◆ EXERCISE: Can you lay out all the entries below as a Markdown table with two columns, Row and Line, one numbered row for each line, skipping blank lines and leaving the pictures out?
━━━━
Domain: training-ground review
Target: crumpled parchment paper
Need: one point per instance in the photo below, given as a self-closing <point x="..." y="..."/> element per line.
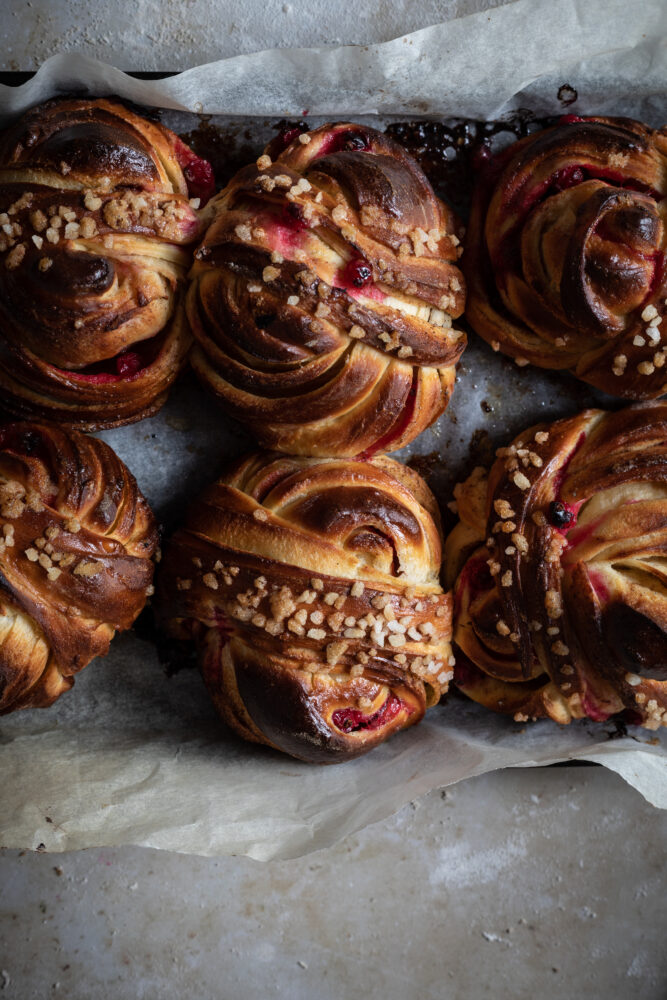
<point x="133" y="757"/>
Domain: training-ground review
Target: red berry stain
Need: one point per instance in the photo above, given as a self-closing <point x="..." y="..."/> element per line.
<point x="351" y="720"/>
<point x="568" y="177"/>
<point x="198" y="173"/>
<point x="476" y="576"/>
<point x="398" y="427"/>
<point x="561" y="515"/>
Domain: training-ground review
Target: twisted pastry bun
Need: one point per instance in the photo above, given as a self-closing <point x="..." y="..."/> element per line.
<point x="76" y="540"/>
<point x="311" y="589"/>
<point x="323" y="294"/>
<point x="562" y="611"/>
<point x="95" y="222"/>
<point x="565" y="258"/>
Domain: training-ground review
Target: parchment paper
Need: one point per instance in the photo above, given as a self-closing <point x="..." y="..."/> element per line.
<point x="131" y="756"/>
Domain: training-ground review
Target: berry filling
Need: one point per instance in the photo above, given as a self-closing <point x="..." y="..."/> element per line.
<point x="123" y="367"/>
<point x="346" y="141"/>
<point x="561" y="514"/>
<point x="567" y="177"/>
<point x="398" y="428"/>
<point x="357" y="273"/>
<point x="352" y="720"/>
<point x="198" y="173"/>
<point x="288" y="135"/>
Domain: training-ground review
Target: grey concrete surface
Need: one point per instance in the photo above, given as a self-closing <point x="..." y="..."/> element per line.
<point x="519" y="884"/>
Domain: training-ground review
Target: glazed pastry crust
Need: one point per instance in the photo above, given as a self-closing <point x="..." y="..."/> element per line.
<point x="565" y="253"/>
<point x="95" y="223"/>
<point x="311" y="361"/>
<point x="76" y="541"/>
<point x="558" y="568"/>
<point x="311" y="589"/>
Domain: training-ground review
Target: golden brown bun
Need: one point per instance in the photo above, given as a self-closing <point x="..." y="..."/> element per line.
<point x="76" y="540"/>
<point x="311" y="589"/>
<point x="565" y="253"/>
<point x="95" y="220"/>
<point x="323" y="293"/>
<point x="558" y="566"/>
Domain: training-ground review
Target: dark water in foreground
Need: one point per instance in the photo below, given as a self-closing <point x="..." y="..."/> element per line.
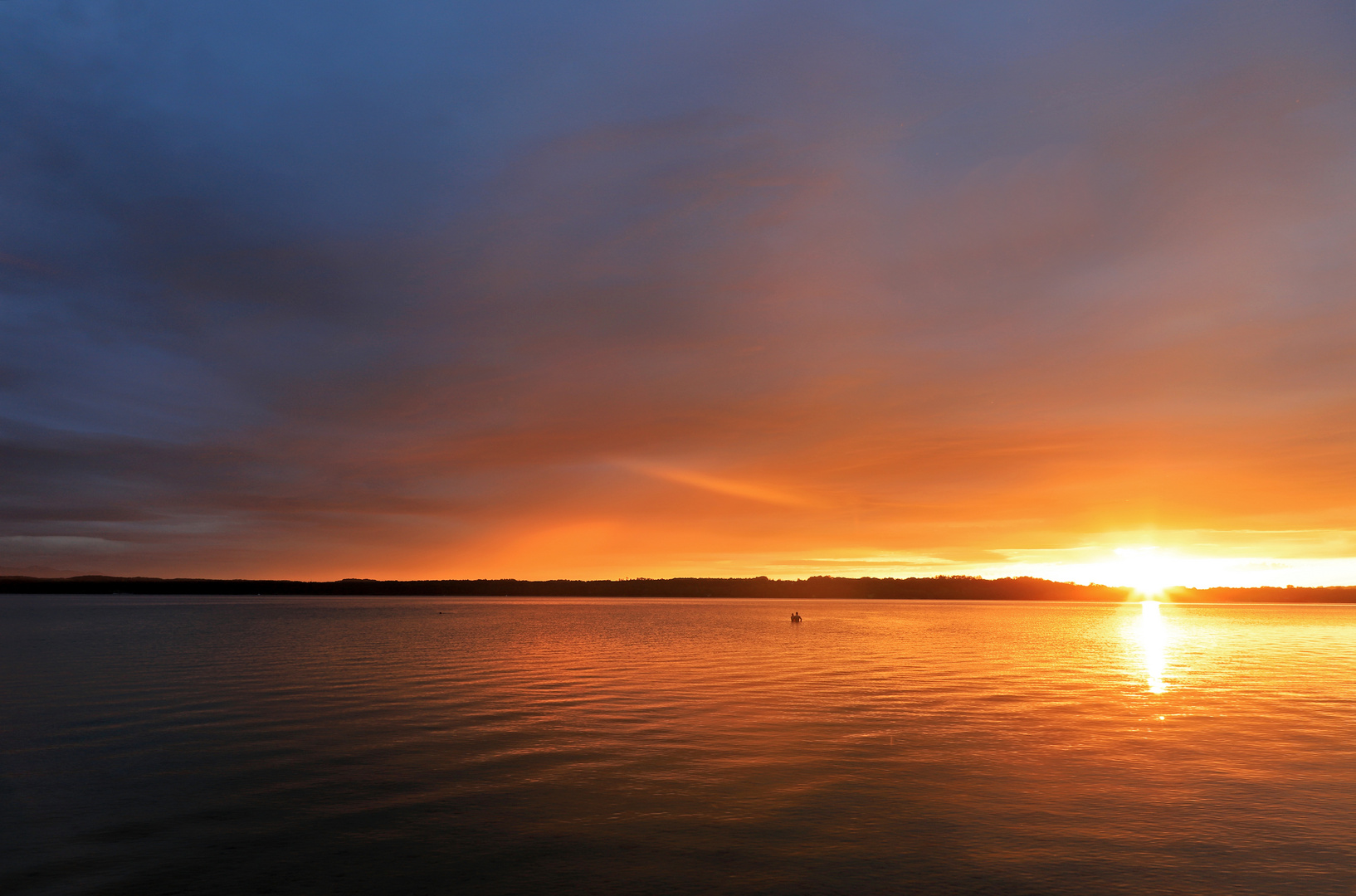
<point x="376" y="746"/>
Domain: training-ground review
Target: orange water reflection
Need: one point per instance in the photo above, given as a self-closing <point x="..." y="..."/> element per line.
<point x="1153" y="633"/>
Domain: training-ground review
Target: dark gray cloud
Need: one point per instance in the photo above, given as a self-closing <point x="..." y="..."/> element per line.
<point x="349" y="288"/>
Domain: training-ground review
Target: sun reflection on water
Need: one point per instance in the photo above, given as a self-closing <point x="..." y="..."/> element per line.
<point x="1153" y="641"/>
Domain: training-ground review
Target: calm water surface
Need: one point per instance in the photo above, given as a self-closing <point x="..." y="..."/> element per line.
<point x="451" y="746"/>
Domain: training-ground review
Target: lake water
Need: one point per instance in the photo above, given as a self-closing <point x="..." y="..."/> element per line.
<point x="451" y="746"/>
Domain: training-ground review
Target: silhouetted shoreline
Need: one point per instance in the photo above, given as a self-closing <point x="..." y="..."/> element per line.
<point x="761" y="587"/>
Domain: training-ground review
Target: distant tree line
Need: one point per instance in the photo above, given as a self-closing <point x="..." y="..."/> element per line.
<point x="814" y="587"/>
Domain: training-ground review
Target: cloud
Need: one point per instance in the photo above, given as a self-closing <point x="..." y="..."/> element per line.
<point x="292" y="289"/>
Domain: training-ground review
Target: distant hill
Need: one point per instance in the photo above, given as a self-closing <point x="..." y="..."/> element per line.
<point x="761" y="587"/>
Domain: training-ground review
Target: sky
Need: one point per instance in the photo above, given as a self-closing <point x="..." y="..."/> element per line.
<point x="301" y="289"/>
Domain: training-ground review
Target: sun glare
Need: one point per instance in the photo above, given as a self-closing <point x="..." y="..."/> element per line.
<point x="1149" y="571"/>
<point x="1153" y="640"/>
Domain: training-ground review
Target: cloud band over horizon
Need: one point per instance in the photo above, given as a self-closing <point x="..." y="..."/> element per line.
<point x="423" y="290"/>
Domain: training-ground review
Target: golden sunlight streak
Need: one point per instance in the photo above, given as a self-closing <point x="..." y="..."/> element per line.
<point x="1153" y="644"/>
<point x="734" y="489"/>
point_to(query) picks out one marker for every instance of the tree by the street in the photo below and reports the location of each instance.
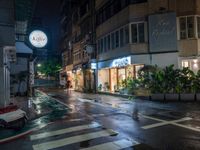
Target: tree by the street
(50, 67)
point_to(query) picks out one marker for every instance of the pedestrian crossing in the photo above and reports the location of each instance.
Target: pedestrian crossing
(91, 134)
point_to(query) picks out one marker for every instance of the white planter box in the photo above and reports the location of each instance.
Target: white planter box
(187, 97)
(172, 97)
(157, 97)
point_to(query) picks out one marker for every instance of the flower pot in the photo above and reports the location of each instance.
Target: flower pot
(157, 97)
(187, 96)
(172, 97)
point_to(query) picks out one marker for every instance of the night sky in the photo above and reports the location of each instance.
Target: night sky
(48, 13)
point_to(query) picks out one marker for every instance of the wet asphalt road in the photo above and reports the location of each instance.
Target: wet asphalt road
(172, 126)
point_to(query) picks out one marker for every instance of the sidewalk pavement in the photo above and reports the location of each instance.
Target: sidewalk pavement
(146, 107)
(31, 108)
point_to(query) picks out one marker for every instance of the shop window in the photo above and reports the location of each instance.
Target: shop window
(137, 68)
(185, 64)
(130, 71)
(141, 32)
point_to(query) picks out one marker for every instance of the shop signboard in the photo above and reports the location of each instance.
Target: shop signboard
(121, 62)
(93, 65)
(38, 38)
(162, 32)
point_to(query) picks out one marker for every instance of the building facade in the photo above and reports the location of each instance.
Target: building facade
(78, 43)
(127, 34)
(7, 48)
(134, 33)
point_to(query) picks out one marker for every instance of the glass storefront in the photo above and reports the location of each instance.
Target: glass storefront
(192, 64)
(78, 80)
(111, 79)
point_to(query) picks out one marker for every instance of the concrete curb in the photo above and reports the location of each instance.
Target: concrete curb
(11, 138)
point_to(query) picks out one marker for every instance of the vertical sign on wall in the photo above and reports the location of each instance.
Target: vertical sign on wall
(31, 70)
(162, 32)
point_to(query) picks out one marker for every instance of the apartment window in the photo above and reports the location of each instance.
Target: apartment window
(102, 46)
(105, 44)
(126, 34)
(190, 27)
(183, 28)
(121, 37)
(116, 39)
(186, 27)
(113, 40)
(98, 46)
(198, 26)
(138, 1)
(108, 38)
(134, 33)
(137, 33)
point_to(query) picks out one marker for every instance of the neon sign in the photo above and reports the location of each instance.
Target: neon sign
(121, 62)
(38, 38)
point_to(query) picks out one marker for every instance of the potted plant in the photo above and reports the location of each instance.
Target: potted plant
(123, 87)
(171, 80)
(100, 87)
(157, 85)
(196, 85)
(144, 81)
(186, 81)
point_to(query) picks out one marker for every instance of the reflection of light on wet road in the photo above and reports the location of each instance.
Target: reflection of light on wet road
━━━━
◆ FULL RESPONSE:
| Row | Line |
|---|---|
| 1 | Domain: training-ground review |
| 2 | Target: crumpled parchment paper |
| 3 | Need: one point per instance in the photo below, given as a self-closing <point x="..." y="..."/> element per line. |
| 4 | <point x="133" y="757"/> |
| 5 | Domain: training-ground review |
| 6 | Target: red berry stain |
| 7 | Need: one point per instance in the photo above, given as a self-closing <point x="..." y="..."/> element per line. |
| 8 | <point x="351" y="720"/> |
| 9 | <point x="568" y="177"/> |
| 10 | <point x="198" y="173"/> |
| 11 | <point x="476" y="576"/> |
| 12 | <point x="398" y="427"/> |
| 13 | <point x="561" y="515"/> |
| 14 | Domain: training-ground review |
| 15 | Target: twisted pastry bun |
| 16 | Need: one point per instance in the photo above, given as a self-closing <point x="..." y="..."/> element per line. |
| 17 | <point x="76" y="540"/> |
| 18 | <point x="311" y="589"/> |
| 19 | <point x="323" y="294"/> |
| 20 | <point x="562" y="611"/> |
| 21 | <point x="95" y="222"/> |
| 22 | <point x="565" y="258"/> |
| 23 | Domain: training-ground review |
| 24 | Target: parchment paper |
| 25 | Need: one point per instance in the photo above, given as a self-closing <point x="..." y="..."/> element per line. |
| 26 | <point x="131" y="756"/> |
| 27 | Domain: training-ground review |
| 28 | Target: berry filling |
| 29 | Need: one point per instance in the photo above, given as a self-closing <point x="..." y="..."/> element per line. |
| 30 | <point x="123" y="367"/> |
| 31 | <point x="346" y="141"/> |
| 32 | <point x="561" y="514"/> |
| 33 | <point x="567" y="177"/> |
| 34 | <point x="398" y="428"/> |
| 35 | <point x="357" y="273"/> |
| 36 | <point x="352" y="720"/> |
| 37 | <point x="198" y="173"/> |
| 38 | <point x="288" y="135"/> |
| 39 | Domain: training-ground review |
| 40 | Target: grey concrete surface |
| 41 | Need: one point per instance in the photo above, given as a self-closing <point x="..." y="..."/> element per line. |
| 42 | <point x="519" y="884"/> |
| 43 | Domain: training-ground review |
| 44 | Target: glazed pastry crust |
| 45 | Need: one point per instance in the photo above, given as a self-closing <point x="..." y="..."/> element per line. |
| 46 | <point x="565" y="253"/> |
| 47 | <point x="95" y="223"/> |
| 48 | <point x="311" y="361"/> |
| 49 | <point x="76" y="541"/> |
| 50 | <point x="558" y="568"/> |
| 51 | <point x="311" y="589"/> |
| 52 | Domain: training-ground review |
| 53 | Target: golden brown bun |
| 54 | Need: one point per instance in the photo above, given as a self-closing <point x="..." y="..."/> element per line. |
| 55 | <point x="76" y="540"/> |
| 56 | <point x="311" y="589"/> |
| 57 | <point x="565" y="253"/> |
| 58 | <point x="95" y="220"/> |
| 59 | <point x="323" y="293"/> |
| 60 | <point x="558" y="566"/> |
| 61 | Domain: training-ground review |
| 62 | Target: dark water in foreground |
| 63 | Need: one point per instance in the photo below, given as a self-closing <point x="..." y="..."/> element per line. |
| 64 | <point x="376" y="746"/> |
| 65 | Domain: training-ground review |
| 66 | Target: orange water reflection |
| 67 | Need: one point per instance in the photo above, given as a self-closing <point x="..." y="..."/> element per line. |
| 68 | <point x="1153" y="633"/> |
| 69 | Domain: training-ground review |
| 70 | Target: dark gray cloud |
| 71 | Need: one point per instance in the photo above, given as a self-closing <point x="..." y="..."/> element per line. |
| 72 | <point x="349" y="288"/> |
| 73 | Domain: training-ground review |
| 74 | Target: sun reflection on water |
| 75 | Need: one point per instance in the photo above, given as a self-closing <point x="..." y="..."/> element per line. |
| 76 | <point x="1153" y="641"/> |
| 77 | Domain: training-ground review |
| 78 | Target: calm water surface |
| 79 | Need: one point per instance in the photo above, given as a self-closing <point x="..." y="..."/> element per line. |
| 80 | <point x="451" y="746"/> |
| 81 | Domain: training-ground review |
| 82 | Target: lake water |
| 83 | Need: one point per instance in the photo above, given as a self-closing <point x="..." y="..."/> element per line. |
| 84 | <point x="451" y="746"/> |
| 85 | Domain: training-ground review |
| 86 | Target: silhouetted shoreline |
| 87 | Need: one point per instance in the photo above, given as a self-closing <point x="..." y="..."/> element per line. |
| 88 | <point x="761" y="587"/> |
| 89 | Domain: training-ground review |
| 90 | Target: distant tree line |
| 91 | Need: one point per instance in the photo above, given as a self-closing <point x="..." y="..."/> element per line. |
| 92 | <point x="814" y="587"/> |
| 93 | Domain: training-ground review |
| 94 | Target: cloud |
| 95 | Need: one point per instance in the photo above, given as a self-closing <point x="..." y="..."/> element per line. |
| 96 | <point x="292" y="289"/> |
| 97 | Domain: training-ground review |
| 98 | Target: distant hill |
| 99 | Need: one point per instance in the photo above, given as a self-closing <point x="..." y="..."/> element per line. |
| 100 | <point x="761" y="587"/> |
| 101 | Domain: training-ground review |
| 102 | Target: sky |
| 103 | Need: one point per instance in the photo above, given as a self-closing <point x="..." y="..."/> element per line. |
| 104 | <point x="301" y="289"/> |
| 105 | Domain: training-ground review |
| 106 | Target: sun glare |
| 107 | Need: one point per instance in the photo above, given as a self-closing <point x="..." y="..."/> element per line. |
| 108 | <point x="1149" y="571"/> |
| 109 | <point x="1153" y="640"/> |
| 110 | Domain: training-ground review |
| 111 | Target: cloud band over horizon |
| 112 | Need: one point per instance in the photo above, given as a self-closing <point x="..." y="..."/> element per line. |
| 113 | <point x="423" y="290"/> |
| 114 | Domain: training-ground review |
| 115 | Target: golden sunlight streak |
| 116 | Need: one point per instance in the photo above, given as a self-closing <point x="..." y="..."/> element per line. |
| 117 | <point x="1153" y="644"/> |
| 118 | <point x="734" y="489"/> |
| 119 | point_to(query) picks out one marker for every instance of the tree by the street in the photo below and reports the location of each instance. |
| 120 | Target: tree by the street |
| 121 | (50, 67) |
| 122 | point_to(query) picks out one marker for every instance of the pedestrian crossing in the photo above and reports the location of each instance. |
| 123 | Target: pedestrian crossing |
| 124 | (91, 134) |
| 125 | point_to(query) picks out one marker for every instance of the white planter box in the photo above and reports the location of each instance. |
| 126 | Target: white planter box |
| 127 | (187, 97) |
| 128 | (172, 97) |
| 129 | (157, 97) |
| 130 | point_to(query) picks out one marker for every instance of the flower pot in the photo above and reports the location of each instance. |
| 131 | Target: flower pot |
| 132 | (157, 97) |
| 133 | (187, 96) |
| 134 | (172, 97) |
| 135 | point_to(query) picks out one marker for every instance of the night sky in the photo above and reports the location of each instance. |
| 136 | Target: night sky |
| 137 | (48, 13) |
| 138 | point_to(query) picks out one marker for every instance of the wet asphalt road in the photo above and reports the location of each instance. |
| 139 | Target: wet asphalt road |
| 140 | (172, 126) |
| 141 | point_to(query) picks out one marker for every instance of the sidewalk pavement in the photo above and reports the location of each instance. |
| 142 | Target: sidewalk pavement |
| 143 | (146, 107) |
| 144 | (31, 108) |
| 145 | point_to(query) picks out one marker for every instance of the shop window in the photo above and reports the location of each instance. |
| 146 | Target: shop window |
| 147 | (137, 68) |
| 148 | (185, 64) |
| 149 | (130, 71) |
| 150 | (141, 32) |
| 151 | point_to(query) picks out one marker for every instance of the shop signboard in the photo above and reports the location of each instance. |
| 152 | Target: shop signboard |
| 153 | (121, 62) |
| 154 | (93, 65) |
| 155 | (38, 38) |
| 156 | (162, 32) |
| 157 | point_to(query) picks out one marker for every instance of the building facade in the photo above and reports the location of each instance. |
| 158 | Target: building facade |
| 159 | (78, 43) |
| 160 | (127, 34) |
| 161 | (7, 48) |
| 162 | (134, 33) |
| 163 | point_to(query) picks out one marker for every instance of the glass storefront in the photo above and reports the location of each instance. |
| 164 | Target: glass storefront |
| 165 | (192, 64) |
| 166 | (78, 80) |
| 167 | (111, 79) |
| 168 | point_to(query) picks out one marker for every instance of the concrete curb in the photo above and reports the location of each instance. |
| 169 | Target: concrete curb |
| 170 | (11, 138) |
| 171 | point_to(query) picks out one marker for every instance of the vertical sign on wall in the photo above and reports the location of each instance. |
| 172 | Target: vertical sign on wall |
| 173 | (31, 70) |
| 174 | (162, 32) |
| 175 | point_to(query) picks out one marker for every instance of the apartment window in the photo above and reports the location of each instance. |
| 176 | Target: apartment window |
| 177 | (102, 46) |
| 178 | (105, 44) |
| 179 | (126, 34) |
| 180 | (190, 27) |
| 181 | (183, 28) |
| 182 | (121, 37) |
| 183 | (116, 39) |
| 184 | (186, 27) |
| 185 | (113, 40) |
| 186 | (98, 46) |
| 187 | (198, 26) |
| 188 | (138, 1) |
| 189 | (108, 38) |
| 190 | (134, 33) |
| 191 | (137, 33) |
| 192 | point_to(query) picks out one marker for every instance of the neon sign in the photo above and reports the location of each instance. |
| 193 | Target: neon sign |
| 194 | (121, 62) |
| 195 | (38, 38) |
| 196 | point_to(query) picks out one marker for every instance of the potted plant in the photo above and reports the location of each instance. |
| 197 | Target: potted plant |
| 198 | (123, 87) |
| 199 | (171, 80) |
| 200 | (100, 87) |
| 201 | (157, 85) |
| 202 | (196, 85) |
| 203 | (144, 81) |
| 204 | (186, 81) |
| 205 | point_to(query) picks out one marker for every instance of the reflection of light on wet road in the photo above and reports the location of each instance. |
| 206 | Target: reflection of light on wet road |